* **OBJECTIF ANNONCÉ 1**: Relevez dans l'extrait sur Guido Buzzelli les titres des quatre récits réunis dans le premier volume.
* **OBJECTIF ANNONCÉ 2**:
Répondez aux questions suivantes à partir de l'extrait sur Guido Buzzelli.
(a) Dans quelle revue les bandes dessinées de Buzzelli ont-elles été découvertes ?
(b) Qui signe la préface du premier volume, et sous quel titre ?
(c) Quelles éditions rendent cette œuvre de nouveau accessible ?
* **OBJECTIF ANNONCÉ 3**: Poursuivez l'extrait sur Guido Buzzelli à partir de sa dernière phrase.

* **EXTRAIT DU TEXTE**:
☆ ☆ ☆

Œuvres 1 - Le labyrinthe - Zil Zelub - Annalisa et le diable - L'interview - Guido Buzzelli - éditions Les cahiers dessinés - 2018.

Œuvres 1 - Le labyrinthe - Zil Zelub - Annalisa et le diable - L'interview - Guido Buzzelli - éditions Les cahiers dessinés - 2018.

 
Découvert dans Charlie Mensuel au début des années 70, les bandes dessinées de l'auteur italien Guido Buzzelli bénéficient d'une réputation d'excellence jamais démentie auprès d'un cercle d'initiés. Pourtant, le lecteur curieux se heurte depuis des années à la quasi impossibilité de se procurer ses livres en librairie. Sans que l'on ne connaisse le pourquoi de cette omission, il faut louer les éditions Les cahiers dessinés de rendre enfin accessible cette œuvre si longtemps introuvable. 

Le premier opus- outre une indispensable préface de Frédéric Pajak intitulée Le grand art de l'anxiété et un cahier graphique en fin d'ouvrage - regroupe quatre titres traversés d'une égale noirceur et d'un même génie graphique : Le Labyrinthe, Zil Zelub, Annalisa et le diable et L'interview.

Histoire après histoire, Buzzelli utilise ses propres traits physiques afin de nous offrir un personnage en prise à la déliquescence du monde tout autant qu'à ses propres tourments.

☆ ☆ ☆

* **DONNÉES FOURNIES**:
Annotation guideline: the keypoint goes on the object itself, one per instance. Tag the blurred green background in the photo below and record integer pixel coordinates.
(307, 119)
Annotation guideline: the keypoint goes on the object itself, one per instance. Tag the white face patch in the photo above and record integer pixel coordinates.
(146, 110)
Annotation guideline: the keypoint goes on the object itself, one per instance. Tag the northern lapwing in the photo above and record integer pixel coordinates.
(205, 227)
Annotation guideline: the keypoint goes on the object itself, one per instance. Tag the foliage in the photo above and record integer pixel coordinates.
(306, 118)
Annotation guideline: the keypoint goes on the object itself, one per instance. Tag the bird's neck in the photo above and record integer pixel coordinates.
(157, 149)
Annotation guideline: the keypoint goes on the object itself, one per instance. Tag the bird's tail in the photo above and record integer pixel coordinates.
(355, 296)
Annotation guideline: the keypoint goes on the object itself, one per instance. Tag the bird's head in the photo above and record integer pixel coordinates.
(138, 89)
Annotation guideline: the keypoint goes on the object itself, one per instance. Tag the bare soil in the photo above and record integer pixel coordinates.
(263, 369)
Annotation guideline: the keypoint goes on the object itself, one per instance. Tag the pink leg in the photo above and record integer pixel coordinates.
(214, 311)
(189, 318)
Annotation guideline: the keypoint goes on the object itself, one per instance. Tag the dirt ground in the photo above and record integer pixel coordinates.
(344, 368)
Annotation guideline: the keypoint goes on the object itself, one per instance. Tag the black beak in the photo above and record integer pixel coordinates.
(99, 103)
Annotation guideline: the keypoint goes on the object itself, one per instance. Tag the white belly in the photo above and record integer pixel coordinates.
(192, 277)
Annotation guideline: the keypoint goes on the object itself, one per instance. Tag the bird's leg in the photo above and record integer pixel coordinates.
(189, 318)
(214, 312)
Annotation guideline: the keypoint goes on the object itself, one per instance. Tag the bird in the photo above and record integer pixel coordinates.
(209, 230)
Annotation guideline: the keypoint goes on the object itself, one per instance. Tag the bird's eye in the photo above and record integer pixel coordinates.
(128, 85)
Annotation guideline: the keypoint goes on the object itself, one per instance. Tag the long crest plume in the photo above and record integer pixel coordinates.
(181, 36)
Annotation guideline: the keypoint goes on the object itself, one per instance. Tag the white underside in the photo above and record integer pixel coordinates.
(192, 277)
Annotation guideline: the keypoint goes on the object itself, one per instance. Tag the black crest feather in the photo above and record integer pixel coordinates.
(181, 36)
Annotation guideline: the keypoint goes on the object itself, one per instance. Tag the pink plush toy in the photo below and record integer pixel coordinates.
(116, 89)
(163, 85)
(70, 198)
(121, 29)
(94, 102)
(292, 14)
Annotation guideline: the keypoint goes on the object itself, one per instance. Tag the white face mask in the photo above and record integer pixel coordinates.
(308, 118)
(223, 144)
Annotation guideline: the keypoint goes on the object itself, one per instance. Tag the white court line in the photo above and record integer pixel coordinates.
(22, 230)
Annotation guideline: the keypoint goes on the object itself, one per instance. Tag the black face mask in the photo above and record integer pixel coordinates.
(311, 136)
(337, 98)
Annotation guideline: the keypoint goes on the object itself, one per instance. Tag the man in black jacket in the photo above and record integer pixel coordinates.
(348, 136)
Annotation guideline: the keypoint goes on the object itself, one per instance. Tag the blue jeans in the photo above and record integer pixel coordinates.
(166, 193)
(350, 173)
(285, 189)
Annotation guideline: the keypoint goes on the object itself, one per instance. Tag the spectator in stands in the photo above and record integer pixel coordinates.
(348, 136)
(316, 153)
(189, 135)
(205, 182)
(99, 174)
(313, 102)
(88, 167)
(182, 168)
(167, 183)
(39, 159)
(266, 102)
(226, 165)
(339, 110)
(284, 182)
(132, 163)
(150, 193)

☆ ☆ ☆

* **RÉPONSE 1**:
Le Labyrinthe
Zil Zelub
Annalisa et le diable
L'interview

* **RÉPONSE 2**:
(a) Dans Charlie Mensuel, au début des années 70.
(b) Frédéric Pajak, avec une préface intitulée « Le grand art de l'anxiété ».
(c) Les éditions Les cahiers dessinés.

* **RÉPONSE 3**:
Dans Le labyrinthe, notre "héros" traversera une ville, dévastée par une explosion, envahie d'êtres hybrides mi hommes mi chiens et dont la seule chance de salut viendra d'une séduisante jeune femme extra terrestre du nom d'Aunona. La mission de cette-dernière est de "sauver les personnes dignes de survivre" et il n'est pas sûr que ce survivant possède les qualités requises pour être élu.

Puis vient Zil Zelub, anagramme de Buzzelli, musicien dont chacun des membres ( bras, jambe, tête ) semble avoir acquis une vie propre, au point de s'assembler ou de se séparer de leur tronc à l'envie. L'être ainsi composé ne ménagera pas ses efforts afin de reconquérir son unité physique. Médecin, chirurgien, psychanalyste et autre magicienne astrologue sont alors consultés avec comme résultat des situations plus rocambolesques les unes que les autres. 

Annalisa et le diable nous positionne dès son ouverture en témoin de l'auteur en mal d'inspiration, mêlant sans discernement son imaginaire morbide et le lieu de villégiature choisi pour amorcer un nouveau départ. Dans ce récit, le personnage n'hésite pas à se cacher derrière une case afin de "faire des choses qu'on ne peut pas dessiner". L'autofiction atteint alors des sommets d'intelligence et d’ambiguïté...


Quant au court récit L'interview, il démarre par un point de vue subjectif des mains de l'auteur en train de dessiner, avant que des personnages étranges n'apparaissent afin d'établir une interview nocturne avec lui. S'en suit une conversation baignée d'hallucinations dans laquelle l'artiste se livre à un travail d'introspection déchirant de sincérité.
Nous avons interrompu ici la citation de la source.